## Data section
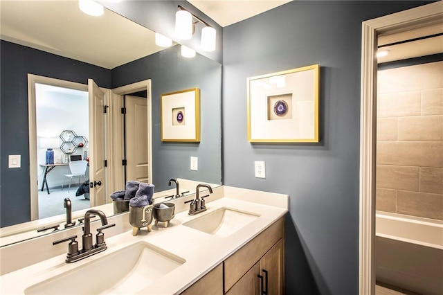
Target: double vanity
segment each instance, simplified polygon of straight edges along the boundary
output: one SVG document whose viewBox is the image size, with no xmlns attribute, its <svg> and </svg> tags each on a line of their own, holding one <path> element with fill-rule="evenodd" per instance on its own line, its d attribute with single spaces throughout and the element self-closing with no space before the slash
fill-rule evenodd
<svg viewBox="0 0 443 295">
<path fill-rule="evenodd" d="M 201 195 L 208 193 L 202 188 Z M 80 227 L 0 248 L 2 267 L 8 251 L 21 251 L 15 256 L 24 260 L 3 272 L 0 293 L 283 294 L 288 196 L 224 186 L 213 190 L 206 210 L 195 215 L 189 211 L 195 194 L 156 199 L 174 203 L 174 217 L 167 227 L 159 224 L 135 236 L 128 213 L 108 218 L 116 226 L 105 231 L 107 249 L 73 263 L 65 262 L 67 243 L 52 242 L 81 236 Z M 100 226 L 92 222 L 91 232 Z M 33 262 L 34 255 L 44 260 Z"/>
</svg>

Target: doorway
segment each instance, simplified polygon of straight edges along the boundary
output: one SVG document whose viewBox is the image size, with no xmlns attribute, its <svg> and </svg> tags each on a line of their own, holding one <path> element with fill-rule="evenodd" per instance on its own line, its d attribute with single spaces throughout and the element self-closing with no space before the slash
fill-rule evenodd
<svg viewBox="0 0 443 295">
<path fill-rule="evenodd" d="M 73 211 L 89 208 L 79 193 L 89 179 L 88 92 L 36 83 L 35 109 L 39 218 L 64 214 L 65 198 Z"/>
<path fill-rule="evenodd" d="M 137 93 L 143 93 L 143 98 Z M 123 111 L 125 107 L 127 109 Z M 109 154 L 111 161 L 108 168 L 111 172 L 107 181 L 108 191 L 124 190 L 127 180 L 152 181 L 151 109 L 150 80 L 112 89 L 109 129 L 113 132 L 108 136 L 108 146 L 112 150 Z M 123 113 L 128 111 L 132 114 L 125 123 Z"/>
<path fill-rule="evenodd" d="M 62 128 L 63 130 L 62 130 L 60 133 L 57 134 L 58 132 L 60 130 L 51 131 L 52 129 L 49 128 L 49 130 L 50 130 L 49 133 L 45 133 L 44 132 L 42 132 L 42 133 L 39 133 L 39 134 L 37 134 L 37 107 L 36 97 L 37 97 L 37 89 L 39 88 L 39 87 L 36 87 L 36 85 L 38 85 L 38 84 L 55 87 L 61 89 L 73 89 L 78 91 L 86 92 L 87 94 L 88 93 L 87 92 L 88 87 L 87 85 L 85 85 L 85 84 L 75 83 L 75 82 L 69 82 L 69 81 L 60 80 L 58 79 L 53 79 L 53 78 L 50 78 L 47 77 L 39 76 L 37 75 L 32 75 L 32 74 L 28 75 L 28 107 L 29 110 L 28 111 L 28 122 L 29 122 L 29 156 L 30 156 L 29 174 L 30 174 L 30 197 L 31 220 L 35 220 L 39 219 L 39 217 L 38 190 L 39 188 L 40 190 L 42 190 L 42 188 L 44 188 L 44 190 L 45 188 L 45 187 L 42 186 L 43 184 L 42 182 L 44 180 L 43 177 L 44 176 L 42 175 L 44 173 L 43 170 L 41 170 L 40 178 L 39 179 L 38 169 L 39 169 L 39 167 L 41 167 L 39 166 L 39 164 L 46 163 L 46 159 L 44 159 L 45 161 L 43 162 L 43 159 L 42 158 L 42 157 L 43 156 L 42 154 L 41 154 L 41 157 L 39 159 L 38 152 L 42 152 L 39 150 L 41 150 L 39 148 L 45 148 L 45 149 L 51 148 L 45 148 L 48 146 L 48 145 L 55 145 L 53 147 L 55 148 L 60 149 L 60 146 L 62 145 L 62 143 L 62 143 L 63 141 L 60 138 L 60 135 L 64 130 L 64 129 Z M 87 112 L 84 118 L 86 118 L 85 120 L 87 120 L 87 118 L 88 118 Z M 76 133 L 75 133 L 75 135 L 77 135 Z M 82 134 L 80 134 L 78 135 L 82 136 Z M 71 134 L 71 136 L 73 137 L 72 138 L 69 138 L 69 141 L 74 140 L 73 134 Z M 68 138 L 65 138 L 65 139 L 68 141 Z M 57 141 L 57 143 L 55 143 L 55 141 Z M 83 145 L 84 145 L 84 143 Z M 64 145 L 63 148 L 66 149 L 66 152 L 69 152 L 69 149 L 71 148 L 71 152 L 72 152 L 73 151 L 72 148 L 73 148 L 73 146 L 72 145 L 72 143 L 68 143 L 67 145 Z M 46 152 L 44 150 L 43 150 L 42 152 Z M 78 152 L 80 152 L 80 150 Z M 65 153 L 60 152 L 58 153 L 54 153 L 54 155 L 55 155 L 54 161 L 57 161 L 57 160 L 62 162 L 63 162 L 64 161 L 66 161 L 66 159 L 63 159 L 64 156 L 66 155 Z M 39 161 L 40 161 L 40 162 L 39 162 Z M 64 168 L 66 170 L 66 168 L 67 167 L 53 168 L 52 170 L 60 169 L 60 168 Z M 53 171 L 53 176 L 55 176 L 55 173 L 53 173 L 55 171 L 55 170 Z M 69 169 L 65 172 L 69 172 Z M 48 175 L 49 175 L 48 174 L 46 175 L 47 177 Z M 62 178 L 63 177 L 62 177 Z M 46 179 L 46 181 L 48 179 Z M 52 186 L 52 184 L 50 184 L 49 183 L 45 183 L 45 186 L 48 186 L 48 184 L 49 184 L 50 186 Z M 46 188 L 48 189 L 48 186 L 46 186 Z M 46 193 L 48 193 L 48 190 L 46 190 Z M 63 208 L 62 202 L 59 206 L 61 208 Z"/>
<path fill-rule="evenodd" d="M 441 23 L 443 7 L 436 2 L 364 21 L 362 32 L 360 157 L 359 294 L 375 289 L 376 81 L 377 37 Z"/>
</svg>

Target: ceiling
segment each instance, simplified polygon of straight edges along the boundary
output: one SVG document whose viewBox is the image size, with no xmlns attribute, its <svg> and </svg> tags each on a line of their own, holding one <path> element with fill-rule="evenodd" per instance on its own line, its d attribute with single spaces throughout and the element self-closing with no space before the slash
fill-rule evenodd
<svg viewBox="0 0 443 295">
<path fill-rule="evenodd" d="M 222 26 L 241 21 L 291 0 L 188 0 Z M 163 48 L 154 33 L 105 9 L 100 17 L 87 15 L 75 0 L 0 0 L 2 39 L 106 69 L 114 69 Z M 380 37 L 386 45 L 417 36 L 442 33 L 443 25 Z M 116 42 L 115 40 L 119 40 Z M 386 62 L 443 52 L 443 36 L 386 46 Z"/>
<path fill-rule="evenodd" d="M 188 0 L 216 23 L 225 27 L 292 0 Z"/>
</svg>

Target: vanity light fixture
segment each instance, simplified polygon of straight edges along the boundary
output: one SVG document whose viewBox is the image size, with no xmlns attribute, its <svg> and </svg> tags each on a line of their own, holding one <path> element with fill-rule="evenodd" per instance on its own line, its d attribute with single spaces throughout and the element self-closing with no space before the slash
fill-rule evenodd
<svg viewBox="0 0 443 295">
<path fill-rule="evenodd" d="M 181 56 L 183 57 L 194 57 L 195 56 L 195 51 L 184 45 L 181 46 Z"/>
<path fill-rule="evenodd" d="M 160 47 L 169 47 L 172 45 L 172 40 L 158 33 L 155 33 L 155 44 Z"/>
<path fill-rule="evenodd" d="M 92 0 L 78 0 L 78 8 L 87 15 L 100 17 L 103 15 L 103 6 Z"/>
<path fill-rule="evenodd" d="M 188 10 L 177 11 L 175 14 L 175 35 L 177 38 L 188 40 L 192 37 L 193 30 L 194 24 L 191 12 Z"/>
<path fill-rule="evenodd" d="M 217 31 L 207 22 L 192 15 L 181 6 L 175 15 L 175 34 L 177 38 L 190 39 L 195 31 L 195 24 L 201 22 L 205 26 L 201 29 L 200 48 L 204 51 L 215 50 Z M 196 21 L 194 21 L 194 19 Z"/>
</svg>

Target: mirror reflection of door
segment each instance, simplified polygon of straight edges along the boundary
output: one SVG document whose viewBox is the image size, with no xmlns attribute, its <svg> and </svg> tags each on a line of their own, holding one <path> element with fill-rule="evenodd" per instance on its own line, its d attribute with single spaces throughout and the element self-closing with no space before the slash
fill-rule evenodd
<svg viewBox="0 0 443 295">
<path fill-rule="evenodd" d="M 105 93 L 92 79 L 88 79 L 89 97 L 89 195 L 91 206 L 106 204 Z"/>
<path fill-rule="evenodd" d="M 87 193 L 76 196 L 89 179 L 89 168 L 82 162 L 90 148 L 88 102 L 88 92 L 84 90 L 35 84 L 37 166 L 34 169 L 38 175 L 39 218 L 64 213 L 66 197 L 73 211 L 89 207 Z M 65 130 L 69 131 L 62 138 Z M 71 159 L 79 161 L 73 161 L 70 168 Z M 81 171 L 74 164 L 80 164 Z"/>
<path fill-rule="evenodd" d="M 126 180 L 149 183 L 147 100 L 125 96 Z"/>
</svg>

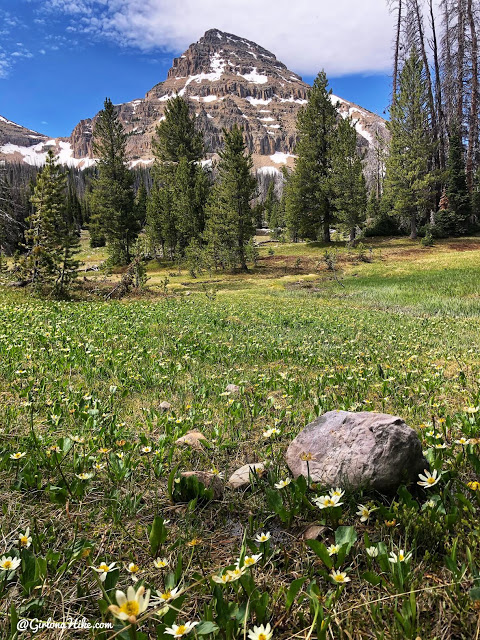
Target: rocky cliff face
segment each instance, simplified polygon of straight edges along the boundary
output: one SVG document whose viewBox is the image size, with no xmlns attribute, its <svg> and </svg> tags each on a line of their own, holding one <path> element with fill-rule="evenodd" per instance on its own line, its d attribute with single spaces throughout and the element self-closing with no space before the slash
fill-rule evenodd
<svg viewBox="0 0 480 640">
<path fill-rule="evenodd" d="M 296 117 L 307 102 L 309 88 L 270 51 L 211 29 L 174 59 L 164 82 L 144 98 L 116 108 L 129 136 L 127 151 L 132 166 L 153 162 L 152 136 L 164 117 L 167 101 L 178 94 L 195 111 L 209 156 L 221 149 L 223 128 L 238 124 L 243 127 L 255 167 L 271 174 L 275 167 L 293 164 Z M 342 98 L 332 96 L 332 101 L 343 117 L 355 120 L 359 146 L 367 152 L 375 144 L 376 135 L 386 137 L 382 118 Z M 70 139 L 55 141 L 0 118 L 0 154 L 8 159 L 23 154 L 26 162 L 37 164 L 45 156 L 45 143 L 55 144 L 61 161 L 89 166 L 94 157 L 92 132 L 97 117 L 79 122 Z M 35 149 L 30 149 L 32 145 Z"/>
<path fill-rule="evenodd" d="M 306 104 L 309 85 L 258 44 L 211 29 L 175 58 L 167 79 L 145 98 L 117 105 L 127 133 L 133 161 L 152 158 L 151 138 L 163 118 L 169 98 L 183 96 L 195 111 L 207 151 L 222 146 L 222 129 L 243 127 L 255 166 L 291 164 L 297 142 L 295 121 Z M 368 149 L 377 133 L 385 135 L 382 118 L 346 100 L 332 96 L 344 117 L 357 121 L 359 145 Z M 95 117 L 96 118 L 96 117 Z M 75 127 L 71 144 L 77 158 L 92 153 L 95 118 Z"/>
</svg>

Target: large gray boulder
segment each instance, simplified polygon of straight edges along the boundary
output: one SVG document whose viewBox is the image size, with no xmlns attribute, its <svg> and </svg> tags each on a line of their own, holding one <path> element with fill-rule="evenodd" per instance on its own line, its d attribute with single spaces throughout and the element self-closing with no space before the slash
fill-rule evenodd
<svg viewBox="0 0 480 640">
<path fill-rule="evenodd" d="M 413 429 L 401 418 L 370 411 L 325 413 L 298 434 L 286 458 L 295 478 L 309 472 L 325 487 L 387 493 L 428 466 Z"/>
</svg>

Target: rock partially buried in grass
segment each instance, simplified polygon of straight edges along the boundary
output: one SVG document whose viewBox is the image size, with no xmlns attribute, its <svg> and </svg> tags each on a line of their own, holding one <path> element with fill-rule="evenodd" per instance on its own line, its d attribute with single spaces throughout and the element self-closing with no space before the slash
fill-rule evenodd
<svg viewBox="0 0 480 640">
<path fill-rule="evenodd" d="M 178 440 L 175 441 L 175 444 L 188 445 L 189 447 L 193 447 L 194 449 L 201 449 L 202 440 L 206 441 L 207 439 L 205 438 L 203 433 L 200 433 L 200 431 L 187 431 L 184 436 L 178 438 Z"/>
<path fill-rule="evenodd" d="M 311 524 L 305 529 L 302 534 L 304 540 L 318 540 L 318 538 L 325 533 L 327 527 L 321 527 L 318 524 Z"/>
<path fill-rule="evenodd" d="M 265 465 L 263 462 L 252 462 L 251 464 L 244 464 L 232 473 L 228 479 L 228 486 L 231 489 L 243 489 L 250 484 L 250 474 L 257 474 L 261 476 L 265 471 Z"/>
<path fill-rule="evenodd" d="M 217 474 L 209 471 L 184 471 L 180 474 L 182 478 L 196 478 L 207 489 L 213 491 L 213 499 L 221 500 L 223 498 L 223 482 Z"/>
<path fill-rule="evenodd" d="M 293 476 L 323 487 L 395 491 L 417 479 L 428 464 L 413 429 L 396 416 L 329 411 L 310 424 L 287 449 Z"/>
</svg>

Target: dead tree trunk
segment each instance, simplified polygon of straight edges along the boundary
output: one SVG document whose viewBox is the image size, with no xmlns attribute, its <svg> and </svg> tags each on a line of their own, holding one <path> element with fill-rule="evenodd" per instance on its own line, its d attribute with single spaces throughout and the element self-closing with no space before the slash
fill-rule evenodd
<svg viewBox="0 0 480 640">
<path fill-rule="evenodd" d="M 478 38 L 475 25 L 475 15 L 472 0 L 467 0 L 467 18 L 470 29 L 472 79 L 470 88 L 470 113 L 468 118 L 468 147 L 465 169 L 467 185 L 470 193 L 473 191 L 474 157 L 478 141 Z"/>
</svg>

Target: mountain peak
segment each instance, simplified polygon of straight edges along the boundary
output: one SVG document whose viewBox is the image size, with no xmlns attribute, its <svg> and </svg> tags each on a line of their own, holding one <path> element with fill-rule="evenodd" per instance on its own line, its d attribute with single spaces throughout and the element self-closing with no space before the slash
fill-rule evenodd
<svg viewBox="0 0 480 640">
<path fill-rule="evenodd" d="M 279 82 L 285 86 L 293 81 L 303 85 L 302 78 L 289 71 L 271 51 L 219 29 L 209 29 L 185 53 L 175 58 L 167 80 L 187 79 L 186 86 L 193 81 L 191 78 L 199 83 L 202 80 L 216 82 L 225 77 L 235 77 L 241 84 L 245 81 L 253 84 Z M 258 96 L 253 94 L 253 97 Z"/>
<path fill-rule="evenodd" d="M 153 162 L 152 136 L 165 118 L 168 100 L 180 95 L 195 113 L 210 156 L 222 149 L 223 130 L 238 125 L 243 129 L 255 167 L 272 172 L 282 164 L 293 164 L 298 140 L 296 117 L 307 103 L 310 89 L 298 74 L 257 43 L 220 29 L 209 29 L 174 59 L 164 82 L 148 91 L 145 98 L 116 105 L 115 109 L 128 134 L 127 153 L 132 166 Z M 342 98 L 332 96 L 332 100 L 339 103 L 343 117 L 351 116 L 356 122 L 359 146 L 371 148 L 377 133 L 386 135 L 379 116 Z M 78 166 L 93 162 L 92 135 L 97 118 L 98 114 L 82 120 L 73 130 L 68 141 L 73 157 L 68 162 L 77 162 Z M 2 128 L 8 128 L 3 146 Z M 36 145 L 34 151 L 38 147 L 39 153 L 44 153 L 42 136 L 39 139 L 39 134 L 28 132 L 21 136 L 24 140 L 21 142 L 17 129 L 14 124 L 0 120 L 0 154 L 20 149 L 5 144 L 13 140 L 16 145 Z M 36 144 L 40 142 L 43 144 Z M 61 150 L 66 157 L 69 149 Z M 26 158 L 32 155 L 28 149 L 23 153 Z"/>
</svg>

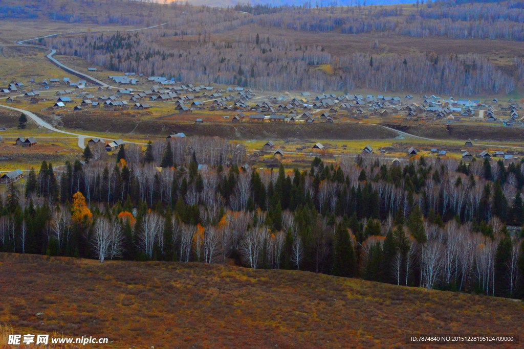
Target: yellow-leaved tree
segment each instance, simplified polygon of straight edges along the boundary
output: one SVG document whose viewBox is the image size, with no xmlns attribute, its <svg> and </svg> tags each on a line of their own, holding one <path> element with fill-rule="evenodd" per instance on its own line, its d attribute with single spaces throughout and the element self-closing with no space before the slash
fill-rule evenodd
<svg viewBox="0 0 524 349">
<path fill-rule="evenodd" d="M 127 211 L 123 211 L 118 213 L 118 218 L 122 219 L 122 221 L 124 223 L 129 222 L 129 225 L 131 226 L 132 228 L 135 225 L 135 222 L 136 220 L 135 219 L 135 217 L 133 216 L 133 213 Z"/>
<path fill-rule="evenodd" d="M 71 208 L 73 220 L 80 222 L 84 220 L 90 221 L 93 218 L 93 213 L 85 204 L 85 198 L 80 192 L 73 195 L 73 207 Z"/>
</svg>

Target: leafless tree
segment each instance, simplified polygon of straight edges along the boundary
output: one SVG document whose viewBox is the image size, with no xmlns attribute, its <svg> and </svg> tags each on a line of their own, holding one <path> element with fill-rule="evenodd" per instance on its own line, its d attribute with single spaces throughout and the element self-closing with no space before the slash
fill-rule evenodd
<svg viewBox="0 0 524 349">
<path fill-rule="evenodd" d="M 120 222 L 117 220 L 113 220 L 111 222 L 110 228 L 110 242 L 108 257 L 110 259 L 113 259 L 118 257 L 122 257 L 124 252 L 124 242 L 125 237 L 124 235 L 124 229 L 121 225 Z"/>
<path fill-rule="evenodd" d="M 180 262 L 189 262 L 193 238 L 196 230 L 195 226 L 184 224 L 182 226 L 180 234 Z"/>
<path fill-rule="evenodd" d="M 111 255 L 112 230 L 111 223 L 105 217 L 100 217 L 95 222 L 93 249 L 101 263 Z"/>
<path fill-rule="evenodd" d="M 53 212 L 51 221 L 51 229 L 61 247 L 67 245 L 69 241 L 72 224 L 71 213 L 66 207 L 60 207 L 58 211 Z"/>
<path fill-rule="evenodd" d="M 27 224 L 23 220 L 20 226 L 20 245 L 22 247 L 22 253 L 26 253 L 26 240 L 27 240 Z"/>
<path fill-rule="evenodd" d="M 245 262 L 251 268 L 260 265 L 261 252 L 268 236 L 267 227 L 254 228 L 247 231 L 240 243 L 239 251 Z"/>
<path fill-rule="evenodd" d="M 297 270 L 300 269 L 300 262 L 304 258 L 304 246 L 302 243 L 302 238 L 299 235 L 295 238 L 293 242 L 293 248 L 291 260 L 297 266 Z"/>
<path fill-rule="evenodd" d="M 163 226 L 164 219 L 160 215 L 148 212 L 144 215 L 142 226 L 138 232 L 138 243 L 150 259 L 153 257 L 155 243 L 163 230 Z"/>
<path fill-rule="evenodd" d="M 420 245 L 421 284 L 426 288 L 433 288 L 439 281 L 442 267 L 442 246 L 436 240 Z"/>
<path fill-rule="evenodd" d="M 520 259 L 522 251 L 520 246 L 522 240 L 514 237 L 511 239 L 511 251 L 509 259 L 507 261 L 508 273 L 508 281 L 509 284 L 509 293 L 512 295 L 515 291 L 515 285 L 520 277 L 519 274 L 519 261 Z"/>
<path fill-rule="evenodd" d="M 400 251 L 397 251 L 395 254 L 391 266 L 393 267 L 393 273 L 397 279 L 397 285 L 400 285 L 400 273 L 402 271 L 402 253 Z"/>
</svg>

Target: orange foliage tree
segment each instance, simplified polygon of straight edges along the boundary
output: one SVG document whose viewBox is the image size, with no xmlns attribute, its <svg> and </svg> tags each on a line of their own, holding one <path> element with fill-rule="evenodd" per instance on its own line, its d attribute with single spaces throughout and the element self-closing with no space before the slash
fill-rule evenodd
<svg viewBox="0 0 524 349">
<path fill-rule="evenodd" d="M 85 204 L 85 198 L 80 192 L 73 195 L 73 207 L 71 210 L 73 220 L 75 222 L 80 222 L 84 220 L 90 221 L 93 218 L 93 213 Z"/>
<path fill-rule="evenodd" d="M 204 253 L 204 232 L 205 228 L 200 224 L 196 225 L 196 232 L 193 237 L 193 249 L 196 257 L 196 260 L 202 260 Z"/>
<path fill-rule="evenodd" d="M 127 211 L 123 211 L 118 213 L 118 218 L 122 220 L 122 221 L 124 223 L 129 222 L 129 225 L 132 227 L 135 225 L 135 222 L 136 220 L 135 219 L 135 217 L 133 216 L 133 213 L 130 212 L 127 212 Z"/>
</svg>

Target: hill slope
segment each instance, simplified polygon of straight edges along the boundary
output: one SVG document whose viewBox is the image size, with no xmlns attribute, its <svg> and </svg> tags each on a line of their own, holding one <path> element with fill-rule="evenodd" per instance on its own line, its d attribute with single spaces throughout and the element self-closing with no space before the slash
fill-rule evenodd
<svg viewBox="0 0 524 349">
<path fill-rule="evenodd" d="M 408 333 L 517 333 L 524 318 L 520 302 L 291 271 L 0 253 L 0 322 L 115 347 L 404 348 Z"/>
</svg>

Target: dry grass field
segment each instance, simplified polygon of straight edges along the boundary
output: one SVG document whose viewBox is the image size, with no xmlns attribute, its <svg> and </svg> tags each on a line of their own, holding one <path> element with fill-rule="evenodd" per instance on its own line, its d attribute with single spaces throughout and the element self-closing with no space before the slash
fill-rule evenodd
<svg viewBox="0 0 524 349">
<path fill-rule="evenodd" d="M 15 333 L 108 347 L 442 348 L 405 336 L 521 335 L 524 320 L 518 301 L 292 271 L 0 254 L 0 322 Z"/>
</svg>

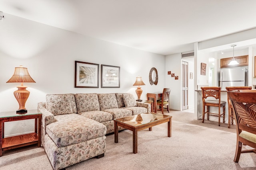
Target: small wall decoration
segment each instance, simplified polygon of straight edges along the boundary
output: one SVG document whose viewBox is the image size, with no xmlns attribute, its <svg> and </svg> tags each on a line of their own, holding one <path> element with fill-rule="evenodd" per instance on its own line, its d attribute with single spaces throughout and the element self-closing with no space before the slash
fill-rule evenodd
<svg viewBox="0 0 256 170">
<path fill-rule="evenodd" d="M 157 85 L 158 82 L 158 74 L 156 68 L 152 67 L 149 72 L 149 83 L 151 85 Z"/>
<path fill-rule="evenodd" d="M 101 88 L 120 88 L 120 67 L 101 64 Z"/>
<path fill-rule="evenodd" d="M 206 64 L 203 63 L 201 63 L 201 75 L 206 75 Z"/>
<path fill-rule="evenodd" d="M 75 87 L 98 88 L 99 66 L 75 61 Z"/>
</svg>

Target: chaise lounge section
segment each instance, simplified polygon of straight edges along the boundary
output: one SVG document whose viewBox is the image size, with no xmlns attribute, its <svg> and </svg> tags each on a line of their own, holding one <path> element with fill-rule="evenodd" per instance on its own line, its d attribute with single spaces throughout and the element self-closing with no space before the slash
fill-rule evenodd
<svg viewBox="0 0 256 170">
<path fill-rule="evenodd" d="M 114 119 L 146 113 L 151 107 L 129 93 L 47 95 L 38 108 L 42 145 L 53 168 L 104 156 L 105 135 L 114 132 Z"/>
</svg>

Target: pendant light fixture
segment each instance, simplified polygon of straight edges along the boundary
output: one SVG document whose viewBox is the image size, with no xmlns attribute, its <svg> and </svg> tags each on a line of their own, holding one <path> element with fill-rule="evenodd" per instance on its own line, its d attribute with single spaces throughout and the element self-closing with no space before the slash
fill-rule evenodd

## Work required
Can you swap "simplified" for "coarse" in the data, starting with the line containing "Target: pendant light fixture" and going through the end of the data, and give back only those lines with everything else unchanged?

## Solution to the exercise
Target: pendant light fixture
segment each instance, coarse polygon of straight edges along the boundary
output: one SVG document whose viewBox is the image size, with no xmlns attribute, its <svg> and </svg> tags each on a line of their own, holding one <path> element with fill-rule="evenodd" per instance on its own line, its d attribute with single spaces throughout and the element self-closing with no space before the slash
fill-rule evenodd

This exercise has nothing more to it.